> [Activity A]: In the passage on India's pharmaceutical industry and drug policy, why is employment for qualified professionals expected to rise significantly in the coming years?
> [Activity B]: List every area the passage on India's pharmaceutical industry and drug policy names for the reform measures the new drug policy should address.
> [Activity C]: Write the next part of the passage on India's pharmaceutical industry and drug policy, picking up after its closing sentence about FDI.

> [Given passage]:
━━━━━━

5. Employment generation:

• Indian pharmaceutical industry with its encouraging pace of growth is making good contribution towards employment generation initiatives of the country, both within skilled and unskilled sectors of the population.

• With projected CAGR of around 14%, the employment opportunity, especially for the qualified professionals is expected to increase significantly in the coming years, across the industry, from core pharmaceutical sectors, right through to contract research, manufacturing services (CRAMS) and clinical trials space.

• Recommendations to be provided in the new drug policy should further accelerate such employment generation opportunity by the industry.

6. Contribution to Economic Growth of the Country:

• The new ‘drug policy’ should also address how will the pharmaceutical industry in India contribute more to the economic development of the country through various reform measures, in areas like, R&D, CRAMS, Clinical Trial (CT) and also towards health insurance, for all strata of society.

Innovative new ‘drug policy’ initiative of the new government will not only ensure a stimulating inclusive growth for the industry, but also will help attract adequate FDI for the country.

━━━━━━

> [Data provided]:
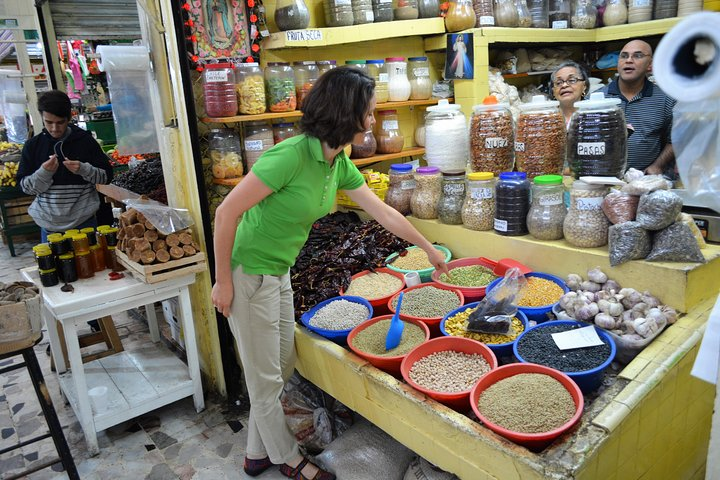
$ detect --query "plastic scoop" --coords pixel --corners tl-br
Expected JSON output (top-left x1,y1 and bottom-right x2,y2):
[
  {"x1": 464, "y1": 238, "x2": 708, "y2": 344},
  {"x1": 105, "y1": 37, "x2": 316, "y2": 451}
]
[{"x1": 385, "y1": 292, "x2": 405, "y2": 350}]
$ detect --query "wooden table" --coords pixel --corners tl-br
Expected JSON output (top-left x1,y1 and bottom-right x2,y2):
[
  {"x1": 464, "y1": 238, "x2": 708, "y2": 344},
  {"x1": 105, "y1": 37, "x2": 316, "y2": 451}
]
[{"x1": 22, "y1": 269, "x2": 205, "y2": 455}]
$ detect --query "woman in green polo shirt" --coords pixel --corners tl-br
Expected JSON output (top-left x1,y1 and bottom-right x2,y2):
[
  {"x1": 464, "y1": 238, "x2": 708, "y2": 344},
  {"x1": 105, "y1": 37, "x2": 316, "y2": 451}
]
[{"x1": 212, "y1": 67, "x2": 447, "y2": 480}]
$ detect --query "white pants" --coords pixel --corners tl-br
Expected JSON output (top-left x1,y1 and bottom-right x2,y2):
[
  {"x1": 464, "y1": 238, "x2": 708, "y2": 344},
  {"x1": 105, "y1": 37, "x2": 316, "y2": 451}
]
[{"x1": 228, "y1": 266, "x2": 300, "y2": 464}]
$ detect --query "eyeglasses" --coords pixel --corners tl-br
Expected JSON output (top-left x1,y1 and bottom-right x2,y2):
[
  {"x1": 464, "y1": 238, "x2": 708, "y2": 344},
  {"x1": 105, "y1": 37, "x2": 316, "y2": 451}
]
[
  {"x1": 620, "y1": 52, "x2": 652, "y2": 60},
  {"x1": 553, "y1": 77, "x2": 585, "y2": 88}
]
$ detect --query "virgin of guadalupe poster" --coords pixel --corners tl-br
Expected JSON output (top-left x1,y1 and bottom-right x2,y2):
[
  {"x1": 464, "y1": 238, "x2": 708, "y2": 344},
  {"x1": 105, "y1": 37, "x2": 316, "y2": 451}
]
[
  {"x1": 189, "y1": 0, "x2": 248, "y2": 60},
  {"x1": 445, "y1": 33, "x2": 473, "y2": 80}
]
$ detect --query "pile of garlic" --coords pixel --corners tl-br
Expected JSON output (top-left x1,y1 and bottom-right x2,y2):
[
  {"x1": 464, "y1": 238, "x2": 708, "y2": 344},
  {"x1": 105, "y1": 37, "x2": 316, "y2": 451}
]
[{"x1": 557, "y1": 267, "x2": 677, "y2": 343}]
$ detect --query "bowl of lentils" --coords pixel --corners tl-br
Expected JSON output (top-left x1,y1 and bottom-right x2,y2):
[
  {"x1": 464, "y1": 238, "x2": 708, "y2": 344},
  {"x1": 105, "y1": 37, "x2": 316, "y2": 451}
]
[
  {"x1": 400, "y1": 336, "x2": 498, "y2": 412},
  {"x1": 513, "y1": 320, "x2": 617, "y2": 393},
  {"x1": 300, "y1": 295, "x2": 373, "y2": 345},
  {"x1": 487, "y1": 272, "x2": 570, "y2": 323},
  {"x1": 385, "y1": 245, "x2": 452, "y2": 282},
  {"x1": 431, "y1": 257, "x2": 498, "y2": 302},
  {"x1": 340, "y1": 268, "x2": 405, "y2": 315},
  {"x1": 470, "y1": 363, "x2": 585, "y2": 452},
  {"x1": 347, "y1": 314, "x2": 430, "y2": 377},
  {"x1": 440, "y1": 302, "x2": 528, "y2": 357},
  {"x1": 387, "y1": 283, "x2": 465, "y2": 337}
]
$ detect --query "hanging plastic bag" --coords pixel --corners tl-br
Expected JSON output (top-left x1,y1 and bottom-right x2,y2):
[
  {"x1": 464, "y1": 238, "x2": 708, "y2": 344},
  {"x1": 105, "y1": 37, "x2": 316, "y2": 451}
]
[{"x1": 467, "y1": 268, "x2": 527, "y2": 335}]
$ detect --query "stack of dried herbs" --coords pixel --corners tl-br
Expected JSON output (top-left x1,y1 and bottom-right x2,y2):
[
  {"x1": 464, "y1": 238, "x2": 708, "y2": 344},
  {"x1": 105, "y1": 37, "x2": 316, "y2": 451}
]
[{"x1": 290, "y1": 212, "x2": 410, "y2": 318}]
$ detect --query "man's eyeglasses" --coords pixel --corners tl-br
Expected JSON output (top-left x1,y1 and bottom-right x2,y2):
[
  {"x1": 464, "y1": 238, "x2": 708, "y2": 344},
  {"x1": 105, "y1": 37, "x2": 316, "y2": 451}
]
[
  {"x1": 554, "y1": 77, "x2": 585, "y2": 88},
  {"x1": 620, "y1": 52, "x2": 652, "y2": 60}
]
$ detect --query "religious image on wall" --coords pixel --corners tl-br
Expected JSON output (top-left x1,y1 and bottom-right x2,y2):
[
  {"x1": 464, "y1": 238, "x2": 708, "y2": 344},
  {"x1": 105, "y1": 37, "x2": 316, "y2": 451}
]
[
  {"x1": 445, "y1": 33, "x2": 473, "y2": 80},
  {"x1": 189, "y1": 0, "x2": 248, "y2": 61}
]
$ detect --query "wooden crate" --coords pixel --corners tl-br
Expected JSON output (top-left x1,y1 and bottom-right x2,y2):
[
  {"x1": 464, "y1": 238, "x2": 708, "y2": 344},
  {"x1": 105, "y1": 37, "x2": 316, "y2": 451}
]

━━━━━━

> [Answer space A]: Employment for qualified professionals is expected to rise significantly because the industry has a projected CAGR of around 14%. The passage says this growth will extend across the whole industry, from core pharmaceutical sectors to CRAMS and clinical trials.

> [Answer space B]:
- R&D
- CRAMS
- Clinical Trial (CT)
- Health insurance, for all strata of society

> [Answer space C]:
Broad Strategic shift towards ‘Access to affordable modern medicines for all’:

Ensuring ‘access to affordable modern medicines for all’ should be made one of the key objectives of the DoP. Resorting to populist measures like ‘drugs price control’ may sound good. Unfortunately at the ground level, it has not helped a vast majority of 650 million population of India, thus far.

Therefore, ‘Drugs Price Control’ since 1970 has not been able to ensure ‘access to affordable modern medicines’ to more than just 35% of Indian population. The new ‘drug policy’ should, therefore, shift its focus from ‘Price Control’ to ‘Price Monitoring’, which has been proved to be of great success to keep medicines affordable to the common man, as indicated by the ‘National Pharmaceutical Pricing Authority’ (NPPA). However, for government purchases, made to address the healthcare needs of the ‘common man’ there should always be room for price negotiation with the concerned companies, as is being practiced in many countries of the world.

Conclusion:

To achieve the proposed ‘new drug policy objective’ of ‘ensuring access to affordable modern medicines for all’, the policy makers should try to think ‘outside the box’. ‘The old wine in a new bottle’ policy will just not be enough.

By Tapan Ray

Disclaimer: The views/opinions expressed in this article are entirely my own, written in my individual and personal capacity. I do not represent any other person or organization for this opinion.